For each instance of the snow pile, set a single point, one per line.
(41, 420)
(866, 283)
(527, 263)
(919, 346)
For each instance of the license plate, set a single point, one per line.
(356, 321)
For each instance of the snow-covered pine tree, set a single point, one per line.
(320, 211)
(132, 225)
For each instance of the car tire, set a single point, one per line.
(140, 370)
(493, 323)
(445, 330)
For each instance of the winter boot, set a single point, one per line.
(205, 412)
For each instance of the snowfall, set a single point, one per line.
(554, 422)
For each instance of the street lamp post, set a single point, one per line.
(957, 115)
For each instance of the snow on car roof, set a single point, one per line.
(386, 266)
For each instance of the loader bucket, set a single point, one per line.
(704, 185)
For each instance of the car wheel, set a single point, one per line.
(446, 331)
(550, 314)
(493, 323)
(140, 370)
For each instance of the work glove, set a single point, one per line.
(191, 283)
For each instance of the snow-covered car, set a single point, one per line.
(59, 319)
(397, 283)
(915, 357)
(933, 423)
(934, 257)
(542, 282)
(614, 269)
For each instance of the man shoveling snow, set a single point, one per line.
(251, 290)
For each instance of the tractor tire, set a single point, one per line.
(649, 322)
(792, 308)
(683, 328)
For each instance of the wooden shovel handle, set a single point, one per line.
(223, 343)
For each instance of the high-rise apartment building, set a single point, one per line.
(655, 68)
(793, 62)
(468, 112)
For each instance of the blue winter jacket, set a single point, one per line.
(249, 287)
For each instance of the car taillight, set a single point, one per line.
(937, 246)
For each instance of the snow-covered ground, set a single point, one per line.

• • •

Reproduce the records above exactly, starting with the line that contains "For each instance of the snow-covered pine" and ending with the last line.

For each instance of the snow-covered pine tree, set a single point, one per line.
(320, 211)
(132, 225)
For each instance of the car tire, set a single point, one per line.
(140, 370)
(493, 323)
(445, 330)
For each instance of the winter boot, set a single point, one per line.
(205, 412)
For each instance of the snowfall, set a single point, one per line.
(554, 422)
For each instance of the street lamp post, set a single point, one per line.
(957, 115)
For each instance of the snow on car roof, set a single point, one per line.
(386, 266)
For each instance of the loader bucket, set a single point, one per line.
(704, 185)
For each instance of the car wheel, set a single point, one per line.
(446, 331)
(550, 314)
(493, 323)
(140, 370)
For each instance of the work glove, set a single point, one per line.
(191, 283)
For each instance of the snow-covered car, set a single point, one per line.
(59, 319)
(397, 283)
(915, 357)
(933, 423)
(934, 257)
(542, 282)
(614, 269)
For each instance of the man shoveling snow, set a single point, one per line.
(251, 290)
For each instance of the tractor tire, set a single point, one per line.
(649, 322)
(792, 308)
(683, 328)
For each instance of the wooden shovel handle, set a single point, one per line.
(223, 343)
For each instance of the high-rise apartment building, set a single point, one per line.
(655, 68)
(793, 62)
(468, 112)
For each instance of the blue winter jacket, set a single point, one per line.
(249, 287)
For each instance of the car taillight, set a single point, one per line.
(937, 246)
For each instance of the snow-covered ground, set a single point, one per line.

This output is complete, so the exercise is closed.